# Vintage antique bicycle lot. Pre war, Elgin, Shelby, skiptooth, Resto. - $1000



## Ray (Sep 16, 2013)

Anyone near Syracuse?

http://syracuse.craigslist.org/bik/4051994251.html


----------



## Balloontyre (Sep 16, 2013)

One too many zeros in the asking price


----------



## bike (Sep 16, 2013)

*90 miles from here at 9mpg*

100 and a tetnus shot


----------



## Springer Tom (Sep 16, 2013)

Balloontyre said:


> One too many zeros in the asking price




Or 2 too many zeroes..........


----------



## StevieZ (Sep 16, 2013)

I would really like to know how some people come up with the prices of bikes? I tried to buy a late 40s schwinn girls bike today. It was about a 4 out of 10. Tires rotted off it. Has S2 Wheels with a rack. Was stuck on 300. Told me I must not know much about vintage bicycles lol. 300 is way over board on that. I guess with the 40 vintage beauties I have I must be a millionare lol


----------



## ZOOK (Sep 16, 2013)

------------------------------

Required actions >>
1/ In the bicycle-lot forum thread, how many vintage bicycles does StevieZ say they own?
2/ Carry on the bicycle-lot forum thread from the point where it stops.
The material is separate from the bicycle-lot forum thread.

Material >>
------------------------------

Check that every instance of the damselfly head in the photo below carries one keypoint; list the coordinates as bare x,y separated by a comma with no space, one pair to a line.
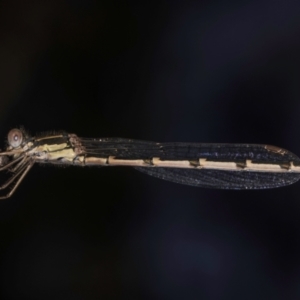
15,138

------------------------------

Answers >>
1/ 40

2/
wait a week  or so and try calling back. he may wake up to the fact nobody will pay him $300. however the ones with baskets seem to be higher priced? guess some think they are worth more if they have a basket. me? just not a basket guy it's the first thing i remove.


----------



## Machine Age Victim (Sep 19, 2013)

I must be off, I count at least 12 bikes, in parts alone the worth is at least $100 per bike. Sure there's no room to flip but if you're a restorer there's a lot of potential with this lot. Besides, I've shown up to someone asking $1500 for 4 bikes and left paying $600. Every seller is different but I wouldn't dismiss this ad based on the asking price. This seems like someone who needs the lot gone more than he needs to stick to a price.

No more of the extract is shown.